# [Try it]
Repeat the records exactly as given. Do not include the pictures.

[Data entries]
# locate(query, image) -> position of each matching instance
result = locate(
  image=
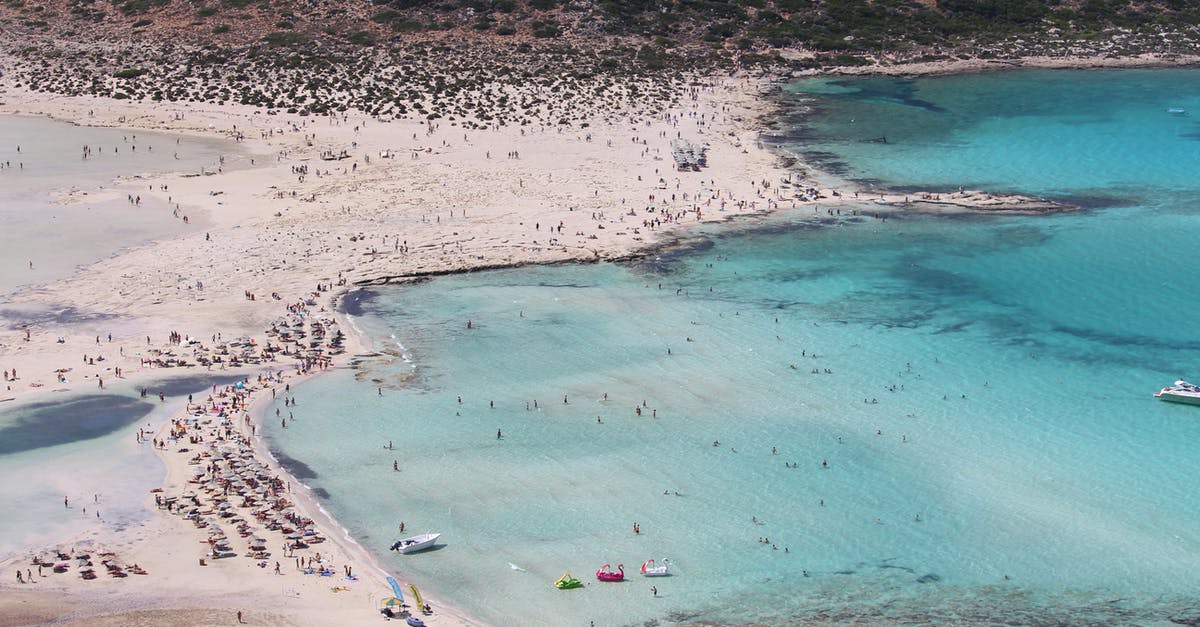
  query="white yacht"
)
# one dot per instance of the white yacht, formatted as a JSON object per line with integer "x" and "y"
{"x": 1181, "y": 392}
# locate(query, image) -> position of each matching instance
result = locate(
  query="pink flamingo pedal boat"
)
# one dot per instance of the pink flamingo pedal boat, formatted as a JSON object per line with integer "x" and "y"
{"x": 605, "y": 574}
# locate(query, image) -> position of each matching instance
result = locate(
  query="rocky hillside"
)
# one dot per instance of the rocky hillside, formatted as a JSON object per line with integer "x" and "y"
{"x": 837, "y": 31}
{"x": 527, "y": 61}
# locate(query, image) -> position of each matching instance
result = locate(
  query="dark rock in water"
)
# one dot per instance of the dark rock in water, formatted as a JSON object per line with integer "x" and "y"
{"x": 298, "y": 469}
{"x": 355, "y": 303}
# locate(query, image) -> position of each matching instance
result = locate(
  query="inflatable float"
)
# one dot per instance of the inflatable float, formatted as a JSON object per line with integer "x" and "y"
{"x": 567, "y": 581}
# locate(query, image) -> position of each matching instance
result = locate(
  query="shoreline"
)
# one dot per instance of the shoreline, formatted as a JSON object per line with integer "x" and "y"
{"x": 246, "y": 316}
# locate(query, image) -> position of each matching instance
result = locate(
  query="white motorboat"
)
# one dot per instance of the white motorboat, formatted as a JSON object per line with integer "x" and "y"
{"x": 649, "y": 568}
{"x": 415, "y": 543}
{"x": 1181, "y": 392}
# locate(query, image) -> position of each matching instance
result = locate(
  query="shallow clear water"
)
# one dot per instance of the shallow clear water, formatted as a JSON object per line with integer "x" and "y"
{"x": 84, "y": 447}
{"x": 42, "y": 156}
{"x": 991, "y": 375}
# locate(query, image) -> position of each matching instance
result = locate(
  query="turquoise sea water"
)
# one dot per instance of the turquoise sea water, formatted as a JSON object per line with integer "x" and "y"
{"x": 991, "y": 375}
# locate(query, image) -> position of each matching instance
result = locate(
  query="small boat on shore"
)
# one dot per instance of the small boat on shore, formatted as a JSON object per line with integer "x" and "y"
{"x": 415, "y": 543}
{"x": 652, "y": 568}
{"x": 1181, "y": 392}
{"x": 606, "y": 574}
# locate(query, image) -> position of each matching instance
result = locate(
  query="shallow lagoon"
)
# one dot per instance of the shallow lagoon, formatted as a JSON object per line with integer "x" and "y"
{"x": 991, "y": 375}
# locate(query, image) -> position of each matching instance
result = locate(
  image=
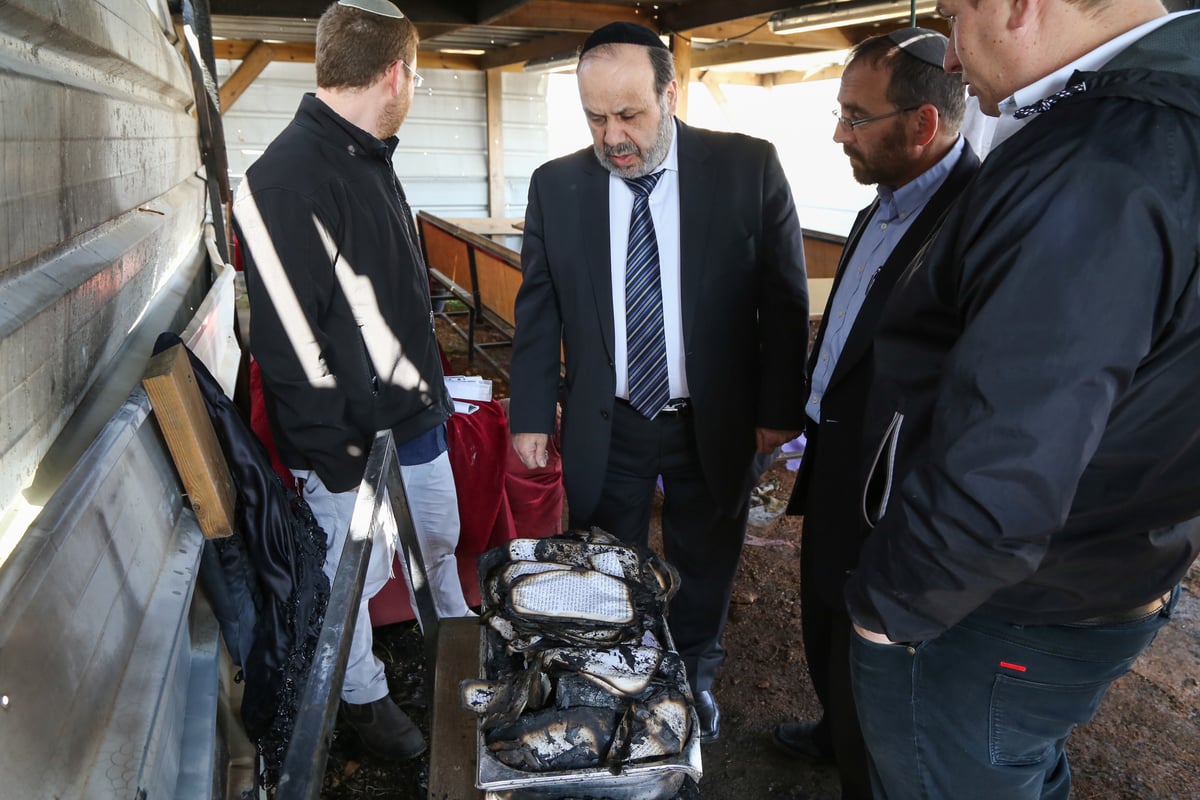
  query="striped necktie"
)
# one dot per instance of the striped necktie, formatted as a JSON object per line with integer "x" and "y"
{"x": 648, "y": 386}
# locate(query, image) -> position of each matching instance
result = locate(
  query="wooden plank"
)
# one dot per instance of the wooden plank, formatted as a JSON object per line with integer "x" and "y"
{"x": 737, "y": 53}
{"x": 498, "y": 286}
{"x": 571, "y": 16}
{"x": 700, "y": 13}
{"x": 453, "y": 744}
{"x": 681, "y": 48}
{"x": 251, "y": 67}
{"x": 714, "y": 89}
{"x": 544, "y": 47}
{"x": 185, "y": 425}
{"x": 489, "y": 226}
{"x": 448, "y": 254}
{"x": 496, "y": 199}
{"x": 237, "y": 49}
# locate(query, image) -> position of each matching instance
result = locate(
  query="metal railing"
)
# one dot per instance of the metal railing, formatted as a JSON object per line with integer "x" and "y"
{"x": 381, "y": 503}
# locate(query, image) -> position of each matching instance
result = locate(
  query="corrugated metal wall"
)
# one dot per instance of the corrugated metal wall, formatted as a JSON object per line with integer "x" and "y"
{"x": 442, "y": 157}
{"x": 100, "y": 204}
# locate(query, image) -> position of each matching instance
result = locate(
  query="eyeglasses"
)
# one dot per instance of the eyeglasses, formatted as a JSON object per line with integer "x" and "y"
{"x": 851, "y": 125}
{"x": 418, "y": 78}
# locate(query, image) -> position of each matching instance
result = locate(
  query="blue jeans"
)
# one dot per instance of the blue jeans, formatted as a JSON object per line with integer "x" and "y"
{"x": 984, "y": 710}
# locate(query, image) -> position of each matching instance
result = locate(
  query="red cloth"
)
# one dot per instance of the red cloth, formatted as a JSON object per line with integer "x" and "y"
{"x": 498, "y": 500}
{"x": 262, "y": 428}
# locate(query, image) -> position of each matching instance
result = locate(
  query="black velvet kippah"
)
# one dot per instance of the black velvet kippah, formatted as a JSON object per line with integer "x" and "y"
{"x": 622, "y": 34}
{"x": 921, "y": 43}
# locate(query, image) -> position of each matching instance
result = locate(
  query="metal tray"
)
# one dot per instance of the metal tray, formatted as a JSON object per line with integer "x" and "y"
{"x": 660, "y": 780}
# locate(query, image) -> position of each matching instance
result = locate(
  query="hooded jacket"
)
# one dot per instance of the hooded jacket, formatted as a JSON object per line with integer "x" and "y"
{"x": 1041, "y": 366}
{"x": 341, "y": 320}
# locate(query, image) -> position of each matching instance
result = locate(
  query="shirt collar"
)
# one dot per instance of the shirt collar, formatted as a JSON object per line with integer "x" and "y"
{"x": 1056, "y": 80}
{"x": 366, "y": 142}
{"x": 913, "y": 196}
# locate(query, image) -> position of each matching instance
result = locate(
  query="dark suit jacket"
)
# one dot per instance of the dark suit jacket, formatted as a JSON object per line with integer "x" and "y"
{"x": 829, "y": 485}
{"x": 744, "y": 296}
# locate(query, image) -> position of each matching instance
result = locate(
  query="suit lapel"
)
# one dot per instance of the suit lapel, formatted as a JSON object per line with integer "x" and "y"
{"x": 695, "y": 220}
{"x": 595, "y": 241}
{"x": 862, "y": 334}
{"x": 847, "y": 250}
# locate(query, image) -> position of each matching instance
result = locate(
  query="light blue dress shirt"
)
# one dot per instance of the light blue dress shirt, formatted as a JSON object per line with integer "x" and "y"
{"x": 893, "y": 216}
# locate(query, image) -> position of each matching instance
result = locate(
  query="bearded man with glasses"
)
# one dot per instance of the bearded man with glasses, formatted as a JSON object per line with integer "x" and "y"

# [Answer area]
# locate(query, image) -> position of each matching instance
result = locate(
  image=
  query="white yacht"
)
# one dot per instance of the white yacht, formatted as a JSON object per line with integer "x" and "y"
{"x": 1181, "y": 392}
# locate(query, image) -> position of each matching instance
result = locate(
  query="pink flamingo pedal boat"
)
# one dot per instance of the pink flamingo pedal boat, formatted as a JSON object per line with integer "x" and "y"
{"x": 605, "y": 574}
# locate(query, image) -> position of each matching instance
result = locate(
  query="rocky hillside"
)
# one dot per instance of the rocky hillside, formatted as a JSON object per line with integer "x" and "y"
{"x": 837, "y": 31}
{"x": 527, "y": 61}
# locate(query, image) -> position of each matching instance
result = locate(
  query="dark rock in water"
)
# one dot per instance of the dark rock in water, formatted as a JSON object per line with integer "x" and "y"
{"x": 298, "y": 469}
{"x": 355, "y": 303}
# locate(query, image) -> position of each matching instance
result = locate(
  query="inflatable float"
)
# one dot per instance of the inflatable float, formatted as a JSON object per line with integer "x" and "y"
{"x": 567, "y": 581}
# locate(query, image) -> position of each matching instance
result = locate(
  query="shoreline"
)
# one dot per instance of the shoreline, formatted as a JSON object per line with integer "x" and "y"
{"x": 246, "y": 316}
# locate(query, image) -> position of each matching instance
result = locate(
  query="white motorboat"
)
# one dot per instance of the white motorboat, formatted as a JSON object per line with integer "x" and "y"
{"x": 649, "y": 568}
{"x": 415, "y": 543}
{"x": 1181, "y": 392}
# locate(query, image) -> position of each matching instance
result = locate(
  query="shallow clear water"
)
# one dot per instance of the shallow clear water, formatted as a JSON object per line with integer "x" and "y"
{"x": 84, "y": 447}
{"x": 42, "y": 156}
{"x": 991, "y": 375}
# locate(query, image) -> position of each matching instance
result = locate(
  query="turquoise sea water"
)
# one dot per instance of the turquoise sea water, formatted as a JSON object per line with integer "x" and "y"
{"x": 991, "y": 375}
# locate(query, image) -> position of each matching instance
result = locate(
  query="small boat on shore"
)
# one dot per instance of the small boat on shore, formatted as a JSON object per line with integer "x" and "y"
{"x": 415, "y": 543}
{"x": 652, "y": 568}
{"x": 1181, "y": 392}
{"x": 606, "y": 574}
# locate(query, image) -> position of each matching instance
result = locate(
  query="shallow lagoon"
)
# one dot per instance of the shallow lagoon, formatted as a JSON object per line with integer "x" and "y"
{"x": 991, "y": 375}
# locate(query, image) -> position of each matching instance
result = locate(
  image=
  query="striped necktie"
)
# one dot per instance of the striped necktie, formatted as a JSON object per line with integer "x" and "y"
{"x": 648, "y": 386}
# locate(query, image) -> position of each matching instance
result = locate(
  query="wooden plank"
)
# one dot per instance of the wooden plank, formatted as a JSON object per line with integer "x" and "y"
{"x": 737, "y": 53}
{"x": 498, "y": 286}
{"x": 571, "y": 16}
{"x": 700, "y": 13}
{"x": 453, "y": 744}
{"x": 681, "y": 48}
{"x": 251, "y": 67}
{"x": 714, "y": 89}
{"x": 544, "y": 47}
{"x": 185, "y": 425}
{"x": 489, "y": 226}
{"x": 448, "y": 254}
{"x": 496, "y": 199}
{"x": 237, "y": 49}
# locate(query, image) -> position of each matching instance
result = locate(
  query="metal railing"
)
# one dot per instance of the metal railing, formatted as a JSON object per line with integer "x" and "y"
{"x": 381, "y": 503}
# locate(query, image) -> position of each matching instance
result = locate(
  query="corrugated metal wall"
)
# one dot per instance of the corrugated metal wall, formatted as a JSON object per line with integer "x" and "y"
{"x": 442, "y": 157}
{"x": 100, "y": 204}
# locate(query, image) -> position of each matching instance
result = locate(
  query="eyeglasses"
)
# one dot per instance of the eyeglasses, formatted as a JSON object per line with integer "x" and "y"
{"x": 851, "y": 125}
{"x": 418, "y": 78}
# locate(query, image) -> position of each matching instance
result = locate(
  query="blue jeans"
)
# one dot per instance of the blue jeans, formatted as a JSON object per line with integer "x" and "y"
{"x": 984, "y": 710}
# locate(query, image) -> position of each matching instance
result = locate(
  query="red cloth"
)
# one dot per instance of the red cloth, formatted as a JSON object per line with integer "x" and "y"
{"x": 498, "y": 500}
{"x": 262, "y": 428}
# locate(query, image) -> position of each matching instance
result = locate(
  query="black velvet kippah"
)
# one dot per instance of the black velvet kippah, formatted as a JSON object per line with integer "x" and "y"
{"x": 622, "y": 34}
{"x": 921, "y": 43}
# locate(query, image) -> position of each matching instance
result = locate(
  query="metal tray"
)
# one dot per instance of the metal tray, formatted as a JSON object per line with integer "x" and "y"
{"x": 660, "y": 780}
# locate(query, image) -> position of each matching instance
result = locate(
  query="hooded jacket"
)
# one dot per instance of the hooded jacket, formatted as a JSON object per line with integer "x" and "y"
{"x": 1041, "y": 366}
{"x": 341, "y": 320}
# locate(query, image) -> position of each matching instance
result = locate(
  query="shirt collar"
)
# one dot per instance of the shirt collar, formatted as a JSON object per line with integer "x" and "y"
{"x": 1056, "y": 80}
{"x": 366, "y": 142}
{"x": 913, "y": 196}
# locate(query, image) -> position of each matching instance
result = locate(
  query="dark suit jacket"
)
# one dot per instance of the dark suit jacket, formatted as a JSON object per line with integer "x" and "y"
{"x": 829, "y": 485}
{"x": 744, "y": 296}
# locate(query, image) -> position of each matching instance
result = locate(
  query="suit lapel"
)
# one dot per instance of the suit lapel, formatted as a JSON object per line with integer "x" and "y"
{"x": 695, "y": 220}
{"x": 595, "y": 241}
{"x": 862, "y": 334}
{"x": 847, "y": 250}
# locate(query, image) -> position of each matching instance
result = locate(
  query="light blue dress shirt"
)
# one dot per instance of the light blue dress shirt, formatted as a JSON object per line with integer "x" and "y"
{"x": 893, "y": 216}
# locate(query, image) -> position of each matching instance
result = locate(
  query="bearded man with glasses"
)
# one dot per instance of the bearded man with glasses, formatted as a JSON object per line with integer "x" and "y"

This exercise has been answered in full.